Görev 1. Lütfen aşağıdaki alıntı metinde "Bugünkü çıkar uğruna" ifadesinden "maden işletmesine dönüşmüş." ifadesine kadar olan kısmı hiç değiştirmeden tekrar yaz.

══ Alıntı metin ══

Yarınları Çalmak

162

Cuma yazımda, gelecek nesilleri yükümlülük altına sokan
icraatın, kanunen mümkün olsa da vicdanın ve bilgeliğin bunu reddedeceğini
yazmıştım. Uzun vadeli borçlarla, hazine garantileriyle çocuklarımızı,
torunlarımızı borçlu kılmanın…

 

Bugünkü çıkar uğruna gelecek nesillerin sağlığını, refahını,
yaşayacağı ortamı ipotek altına alan bir başka davranış çevreye karşı
duyarsızlıktır. Birçok örnek bulunabilir. Bir tanesinden bahsedeyim,
Türkiye’nin nefes borularından Balıkesir ve Çanakkale’nin Kaz Dağları’ndan. Bu
övülerek yaratılmış ormanların yüzölçümünün % 70’ine maden arama ruhsatı
verilmiş! Bu ruhsatlardan azımsanmayacak bir kısmı maden işletmesine dönüşmüş.
Bunlar arasında geriye dönülemez tabiat tahribatı yapanlar çoğunlukta. Bugün
birileri kazanıyor. Belki bugünün Türkiye’sinin de kazançları var. Ya yarının
Türkiye’si? Çocuklarımız, torunlarımız? Onlardan izin aldık mı?

 

 

 Çevresel Etki Değerlendirme – kısa adıyla ÇED- mevzuatının
yirmi küsur kez değiştirildiği söyleniyor. İhale kanunu da yüz küsur defa
değiştirilmişti. Ne için? İhale kanunu hangi maksatla değişiyorsa, ÇED mevzuatı
da tıpa tıp aynı maksatla değişiyor.

 

Gelecek nesilleri mahkûm eden başka bir haksızlık,
milletlerarası ekonomi tavsiyelerinde, ekonomi teorilerinde de gizlidir.

═══
══ Görev listesi ══

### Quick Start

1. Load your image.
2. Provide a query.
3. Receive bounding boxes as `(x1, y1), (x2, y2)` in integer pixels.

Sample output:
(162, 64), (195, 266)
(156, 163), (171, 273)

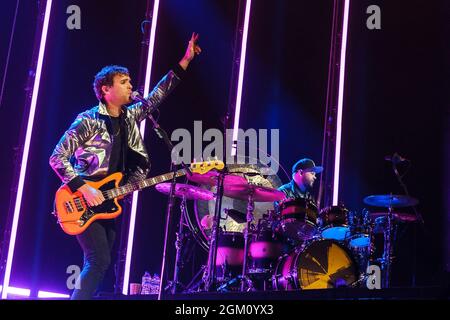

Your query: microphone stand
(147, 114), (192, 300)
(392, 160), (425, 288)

═══

Görev 2. Yukarıdaki listenin bütün satırlarını olduğu gibi yeniden yaz, resimleri cevaba koyma.

Cevap 1.
Bugünkü çıkar uğruna gelecek nesillerin sağlığını, refahını,
yaşayacağı ortamı ipotek altına alan bir başka davranış çevreye karşı
duyarsızlıktır. Birçok örnek bulunabilir. Bir tanesinden bahsedeyim,
Türkiye’nin nefes borularından Balıkesir ve Çanakkale’nin Kaz Dağları’ndan. Bu
övülerek yaratılmış ormanların yüzölçümünün % 70’ine maden arama ruhsatı
verilmiş! Bu ruhsatlardan azımsanmayacak bir kısmı maden işletmesine dönüşmüş.

Cevap 2.
### Quick Start

1. Load your image.
2. Provide a query.
3. Receive bounding boxes as `(x1, y1), (x2, y2)` in integer pixels.

Sample output:
(162, 64), (195, 266)
(156, 163), (171, 273)


Your query: microphone stand
(147, 114), (192, 300)
(392, 160), (425, 288)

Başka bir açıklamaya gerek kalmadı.